Ullah arrived in the United States in 2011; the complaint says his radicalization began about 2014. “Ullah viewed pro-ISIS materials online, including a video instructing, in substance, that if supporters of ISIS were unable to travel overseas to join ISIS, they should carry out attacks in their homelands. He began researching how to build IEDs on the Internet approximately one year ago,” the complaint added, noting that on the morning of the attack Ullah posted on his Facebook page the message “Trump you failed to protect your nation” along with “a statement that he believed would be understood by members and supporters of ISIS to convey that Ullah carried out the attack in the name of ISIS.”

“Ullah carried out the Dec. 11 Attack in part because of the United States Government’s policies in, among other places, the Middle East. One of Ullah’s goals in carrying out the Dec. 11 Attack was to terrorize as many people as possible. He chose to carry out the attack on a work day because he believed that there would be more people.”

Recovered from Ullah’s residence, the complaint states, were “multiple pieces of metal pipes; pieces of wire and fragments of what appear to be Christmas tree lights; multiple screws consistent with the screws recovered at the scene of the December 11 Attack; and a passport in Ullah’s name with multiple handwritten notations, including: ‘O AMERICA, DIE IN YOUR RAGE.'” That’s a favorite slogan of ISIS trolls.

ISIS, which stresses that they want jihadists to die during attacks as “martyrs” or escape rather than be arrested, did not claim the attack as their own through their Amaq news agency, as they have with most other attacks.

The headline of today’s al-Naba news brief notes a “bomb attack on a gathering of the Crusaders” in central New York, and says “the attacker declares that he is an Islamic State soldier.”

Ullah is not named, only described as a “young Bengal man” who “blew up a homemade bomb” in downtown, “resulting in a number of Crusaders injured.”

They cite the “U.S. Crusader Police” as explaining that “a bomb exploded in a pedestrian tunnel reaching Times Square in downtown New York and a station for nearby buses, causing injuries.” The attack was “described as a terrorist” and ISIS noted the bomber was “injured in the same explosion.”

“Accused of planting the bomb at the site of the attack and exploding it … the prosecutor in Manhattan announced that the young man was being held” and was taken to a hospital for treatment.

ISIS noted that he carried out the bombing in “the peak hour” and “a large crowd of people was expected in the area.”

ISIS reported that Ullah said “he carried out his attack in retaliation for the Crusaders’ bombing of Muslims in Iraq and Sham” — the rapidly shrinking occupied caliphate territory in Iraq and Syria.

After the Oct. 31 attack, without mentioning Saipov by name, ISIS at least claimed him, saying in al-Naba that “one of the soldiers of the Islamic State of America” killed “a number of crusaders on a street in New York City” close to the site of the “Battle of 11 September.”

▶ **Provided material**
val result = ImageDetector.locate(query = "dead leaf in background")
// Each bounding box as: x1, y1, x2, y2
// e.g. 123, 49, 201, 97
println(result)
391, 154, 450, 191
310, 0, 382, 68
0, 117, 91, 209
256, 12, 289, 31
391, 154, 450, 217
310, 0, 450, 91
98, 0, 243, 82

▶ **Your instructions**
Answer these questions from the passage on the December 11 attack:
1. In what year did Ullah arrive in the United States?
2. Which handwritten notation on Ullah's passport does the complaint quote?
3. Since the al-Naba news brief does not name Ullah, how does it describe him?

▶ **Problem solution**
1. 2011.
2. "O AMERICA, DIE IN YOUR RAGE."
3. As a "young Bengal man."